Reproduce each line below without any alteration.

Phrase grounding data
+---+

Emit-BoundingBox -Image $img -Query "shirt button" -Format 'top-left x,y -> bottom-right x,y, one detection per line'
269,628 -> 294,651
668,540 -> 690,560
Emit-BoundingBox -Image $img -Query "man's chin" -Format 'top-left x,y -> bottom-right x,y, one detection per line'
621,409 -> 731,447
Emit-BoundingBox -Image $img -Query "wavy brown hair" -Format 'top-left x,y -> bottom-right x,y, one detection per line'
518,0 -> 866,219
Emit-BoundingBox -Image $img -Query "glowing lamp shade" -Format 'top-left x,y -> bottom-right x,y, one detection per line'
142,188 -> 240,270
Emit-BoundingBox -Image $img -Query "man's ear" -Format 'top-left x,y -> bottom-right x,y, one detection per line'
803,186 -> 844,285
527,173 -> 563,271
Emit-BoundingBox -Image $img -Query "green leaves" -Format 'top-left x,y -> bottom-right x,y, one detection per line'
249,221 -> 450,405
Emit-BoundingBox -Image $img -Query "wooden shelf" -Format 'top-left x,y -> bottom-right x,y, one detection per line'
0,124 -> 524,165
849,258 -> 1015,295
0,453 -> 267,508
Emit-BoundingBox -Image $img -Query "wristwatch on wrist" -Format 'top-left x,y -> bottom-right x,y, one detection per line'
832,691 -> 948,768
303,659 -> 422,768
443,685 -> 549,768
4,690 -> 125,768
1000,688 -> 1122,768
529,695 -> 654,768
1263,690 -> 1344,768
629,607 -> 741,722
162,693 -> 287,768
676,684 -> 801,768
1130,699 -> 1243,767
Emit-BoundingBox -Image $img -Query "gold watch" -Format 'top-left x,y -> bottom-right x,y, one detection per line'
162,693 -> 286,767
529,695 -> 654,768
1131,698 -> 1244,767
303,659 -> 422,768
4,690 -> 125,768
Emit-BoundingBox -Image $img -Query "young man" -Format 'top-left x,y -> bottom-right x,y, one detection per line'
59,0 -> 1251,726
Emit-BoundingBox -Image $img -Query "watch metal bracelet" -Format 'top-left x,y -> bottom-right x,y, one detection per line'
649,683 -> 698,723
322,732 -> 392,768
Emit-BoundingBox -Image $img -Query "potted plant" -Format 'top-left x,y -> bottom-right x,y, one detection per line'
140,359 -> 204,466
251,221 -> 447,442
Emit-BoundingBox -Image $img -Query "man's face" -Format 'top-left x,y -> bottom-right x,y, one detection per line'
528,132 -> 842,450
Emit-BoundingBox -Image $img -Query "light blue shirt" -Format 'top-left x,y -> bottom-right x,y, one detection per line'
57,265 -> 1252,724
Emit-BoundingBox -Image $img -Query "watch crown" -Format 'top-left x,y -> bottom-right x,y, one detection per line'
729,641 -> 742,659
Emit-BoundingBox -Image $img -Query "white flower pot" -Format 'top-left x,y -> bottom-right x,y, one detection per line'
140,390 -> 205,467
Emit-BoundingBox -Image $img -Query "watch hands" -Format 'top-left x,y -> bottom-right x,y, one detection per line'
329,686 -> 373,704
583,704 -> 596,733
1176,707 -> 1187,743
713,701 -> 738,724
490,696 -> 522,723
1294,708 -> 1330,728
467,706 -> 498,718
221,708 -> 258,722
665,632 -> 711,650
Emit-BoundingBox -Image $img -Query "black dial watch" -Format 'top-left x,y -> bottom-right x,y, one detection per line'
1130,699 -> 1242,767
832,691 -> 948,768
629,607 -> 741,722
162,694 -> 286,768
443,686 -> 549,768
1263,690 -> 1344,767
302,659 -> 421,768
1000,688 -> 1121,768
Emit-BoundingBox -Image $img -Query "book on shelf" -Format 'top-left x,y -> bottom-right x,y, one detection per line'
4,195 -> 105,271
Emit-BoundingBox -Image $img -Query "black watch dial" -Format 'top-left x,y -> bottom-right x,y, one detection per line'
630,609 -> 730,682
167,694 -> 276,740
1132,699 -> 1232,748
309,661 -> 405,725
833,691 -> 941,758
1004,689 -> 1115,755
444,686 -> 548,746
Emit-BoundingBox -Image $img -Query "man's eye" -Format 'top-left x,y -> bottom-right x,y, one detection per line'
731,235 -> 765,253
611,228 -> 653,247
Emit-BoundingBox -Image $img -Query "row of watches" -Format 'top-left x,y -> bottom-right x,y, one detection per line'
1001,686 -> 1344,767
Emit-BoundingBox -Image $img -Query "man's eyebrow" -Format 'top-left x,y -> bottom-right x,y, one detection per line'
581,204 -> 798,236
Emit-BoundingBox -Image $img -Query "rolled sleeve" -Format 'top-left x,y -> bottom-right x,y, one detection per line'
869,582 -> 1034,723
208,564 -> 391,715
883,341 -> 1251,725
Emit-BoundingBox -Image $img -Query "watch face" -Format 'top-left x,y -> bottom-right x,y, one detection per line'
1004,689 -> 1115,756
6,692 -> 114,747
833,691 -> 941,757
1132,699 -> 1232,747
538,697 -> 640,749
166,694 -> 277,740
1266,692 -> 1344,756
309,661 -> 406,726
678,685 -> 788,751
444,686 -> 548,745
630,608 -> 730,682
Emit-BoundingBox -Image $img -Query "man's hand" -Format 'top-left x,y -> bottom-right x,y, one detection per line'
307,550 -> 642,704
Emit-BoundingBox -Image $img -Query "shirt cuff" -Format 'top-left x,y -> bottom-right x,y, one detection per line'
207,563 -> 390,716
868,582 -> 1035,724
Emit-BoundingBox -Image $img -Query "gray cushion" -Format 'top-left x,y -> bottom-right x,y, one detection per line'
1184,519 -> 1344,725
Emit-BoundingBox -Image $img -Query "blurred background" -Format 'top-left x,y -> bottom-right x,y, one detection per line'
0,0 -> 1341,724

+---+

EXERCISE RESULT →
Emit-BoundingBox -Image $img -Query "shirt button" -Format 'top-left x,y -> bottom-right x,y, one detection per line'
269,628 -> 294,651
668,540 -> 690,560
Emit-BoundingBox -Image $img -Query "man's chin" -Format 'top-left x,y -> bottom-right x,y, one detection per line'
621,409 -> 731,447
Emit-BoundingBox -Image $img -Query "wavy brown hair" -Format 'top-left x,y -> bottom-right x,y, one detection per line'
518,0 -> 866,219
Emit-BoundingBox -Image $img -Query "glowing lamp shade" -Format 'top-left x,y -> bottom-right x,y, one detection per line'
142,188 -> 240,270
Emit-BoundingBox -Image $img -Query "man's ear" -Format 'top-left x,y -> bottom-right x,y, one detection per line'
803,186 -> 844,285
527,173 -> 563,271
Emit-BoundingBox -Image $img -Query "green leaves" -Format 'top-left x,y -> bottom-right x,y, one detection per line'
249,221 -> 450,405
Emit-BoundingBox -Image $img -Query "wooden shelf" -Format 'top-left x,y -> bottom-right x,y, one detection per line'
0,124 -> 524,165
849,258 -> 1015,295
0,453 -> 267,508
Emit-BoundingBox -Image $img -Query "wristwatch on wrist" -Format 'top-left x,y -> bottom-right x,y, one detection per line'
832,691 -> 948,768
303,659 -> 422,768
443,685 -> 549,768
4,690 -> 125,768
1000,688 -> 1122,768
529,695 -> 654,768
1263,690 -> 1344,768
629,607 -> 741,722
162,693 -> 287,768
676,684 -> 801,768
1130,699 -> 1243,767
Emit-BoundingBox -Image $img -Query "gold watch" -Format 'top-left x,y -> bottom-right x,y, one detection per line'
162,693 -> 286,767
529,695 -> 654,768
1131,698 -> 1244,767
303,659 -> 422,768
4,690 -> 125,768
Emit-BoundingBox -Image $img -Query "young man" -Format 'top-left x,y -> bottom-right x,y, one detection per line'
59,0 -> 1251,726
Emit-BoundingBox -Image $img -Query "watch metal bracelet" -Format 'top-left x,y -> bottom-right x,y, one detection per line'
649,683 -> 698,723
322,732 -> 392,768
Emit-BoundingBox -Image $img -Query "potted plant" -Format 'top-left x,y -> bottom-right x,y, one detection per line'
140,359 -> 204,466
251,221 -> 447,442
Emit-BoundingBox -Image $img -Query "man's face" -Format 'top-left x,y -> bottom-right x,y, one detection per line'
528,132 -> 842,450
Emit-BoundingBox -Image $img -Query "light blue shirt" -Format 'top-left x,y -> bottom-right x,y, one detection per line'
57,265 -> 1252,724
Emit-BoundingBox -Image $img -Query "watch crown" -Format 'top-left x,y -> bottom-right x,y, one detection per line'
729,641 -> 742,659
Emit-BoundingBox -Image $img -Query "white flower pot" -Format 'top-left x,y -> bottom-right x,y, one detection per line'
140,390 -> 205,467
Emit-BoundingBox -Image $img -Query "watch hands" -Format 'top-left x,y -> bottom-right x,y, one detection per line'
329,686 -> 373,704
583,704 -> 596,733
1176,707 -> 1187,743
713,701 -> 738,724
490,696 -> 522,723
1294,708 -> 1330,728
467,706 -> 498,718
221,708 -> 258,722
665,632 -> 711,650
Emit-BoundingBox -Image $img -Query "black dial watch" -Format 'top-left x,y -> bottom-right x,y, one detection per line'
1130,699 -> 1242,767
832,691 -> 948,768
629,607 -> 741,722
162,694 -> 286,768
443,686 -> 549,768
1263,690 -> 1344,767
302,659 -> 421,768
1000,688 -> 1121,768
Emit-BoundingBox -Image $img -Query "book on shelf" -Format 'top-left x,y -> bottom-right x,y, one detection per line'
4,195 -> 105,271
Emit-BoundingBox -Image $img -Query "black watch dial" -Format 'top-left x,y -> bottom-right x,y, one detection per line'
630,609 -> 730,682
167,694 -> 276,740
1132,699 -> 1232,748
309,661 -> 405,725
833,691 -> 941,758
1004,689 -> 1115,755
444,686 -> 548,746
Emit-BoundingBox -Image $img -Query "man's eye" -Format 'top-left x,y -> bottom-right x,y, one detection per line'
731,235 -> 765,253
611,228 -> 653,247
Emit-BoundingBox -Image $img -Query "row of watches" -Format 'top-left x,y -> bottom-right x,y, one detection per line'
1001,686 -> 1344,767
Emit-BoundingBox -Image $img -Query "man's eyebrow" -Format 'top-left x,y -> bottom-right x,y, one detection per line'
581,204 -> 798,236
Emit-BoundingBox -Image $img -Query "rolled sleeve" -Format 'top-left x,y -> bottom-right x,y, one detection per line'
869,582 -> 1034,723
208,564 -> 391,715
883,341 -> 1251,725
Emit-BoundingBox -Image $img -Query "watch face" -Format 'top-left x,y -> bottom-right x,y, one detection per line'
1004,689 -> 1115,756
6,692 -> 114,747
833,691 -> 941,757
1132,699 -> 1232,747
538,697 -> 640,749
166,694 -> 277,740
1266,692 -> 1344,756
309,661 -> 406,726
678,685 -> 788,751
444,686 -> 548,745
630,608 -> 730,682
Emit-BoundingBox -Image $img -Query "man's hand" -Format 'top-left x,y -> bottom-right x,y, one detection per line'
307,550 -> 642,704
Emit-BoundingBox -Image $img -Query "shirt cuff" -Format 'top-left x,y -> bottom-right x,y, one detection per line'
207,563 -> 390,716
868,582 -> 1035,724
Emit-BoundingBox -Image $img -Query "gray cushion" -Format 'top-left x,y -> bottom-right x,y, one detection per line'
1184,519 -> 1344,725
Emit-BoundingBox -Image $img -Query "blurred background" -Format 'top-left x,y -> bottom-right x,y, one detection per line'
0,0 -> 1341,724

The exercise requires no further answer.